*Your assignment*.
Pull out all lines from the listing below in which the word "positive" appears.

*Supplied material*.
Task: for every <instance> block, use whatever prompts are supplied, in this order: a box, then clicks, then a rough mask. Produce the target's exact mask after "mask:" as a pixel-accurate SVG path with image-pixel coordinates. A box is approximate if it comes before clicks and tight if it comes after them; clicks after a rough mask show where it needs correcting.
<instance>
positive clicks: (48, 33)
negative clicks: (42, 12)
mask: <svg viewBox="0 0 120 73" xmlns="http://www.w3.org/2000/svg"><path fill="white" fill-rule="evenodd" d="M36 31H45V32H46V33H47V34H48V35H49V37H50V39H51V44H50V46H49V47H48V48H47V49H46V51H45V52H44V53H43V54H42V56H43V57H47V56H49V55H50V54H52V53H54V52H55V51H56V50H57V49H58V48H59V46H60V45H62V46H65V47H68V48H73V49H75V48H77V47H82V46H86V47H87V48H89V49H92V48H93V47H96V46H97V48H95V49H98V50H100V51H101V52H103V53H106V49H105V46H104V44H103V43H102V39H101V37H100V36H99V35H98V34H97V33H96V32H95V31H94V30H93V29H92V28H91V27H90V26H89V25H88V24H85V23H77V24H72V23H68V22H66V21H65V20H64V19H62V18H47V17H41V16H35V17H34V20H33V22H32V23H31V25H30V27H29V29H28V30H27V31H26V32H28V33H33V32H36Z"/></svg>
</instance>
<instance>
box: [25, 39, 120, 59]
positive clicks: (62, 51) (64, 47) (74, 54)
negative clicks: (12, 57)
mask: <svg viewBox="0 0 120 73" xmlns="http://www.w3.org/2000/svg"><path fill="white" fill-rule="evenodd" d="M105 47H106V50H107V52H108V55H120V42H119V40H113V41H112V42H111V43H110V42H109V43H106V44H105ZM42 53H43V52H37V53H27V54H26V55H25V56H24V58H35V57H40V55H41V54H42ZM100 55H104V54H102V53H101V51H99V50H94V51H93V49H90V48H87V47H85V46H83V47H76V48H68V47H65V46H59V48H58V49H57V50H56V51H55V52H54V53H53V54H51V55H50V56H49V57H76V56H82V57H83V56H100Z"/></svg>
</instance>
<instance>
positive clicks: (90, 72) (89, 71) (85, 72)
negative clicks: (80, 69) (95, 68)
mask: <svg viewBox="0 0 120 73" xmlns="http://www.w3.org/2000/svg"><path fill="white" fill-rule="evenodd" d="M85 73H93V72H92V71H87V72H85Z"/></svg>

*Solution*.
positive clicks: (48, 33)
positive clicks: (62, 51) (64, 47) (74, 54)
positive clicks: (90, 72) (89, 71) (85, 72)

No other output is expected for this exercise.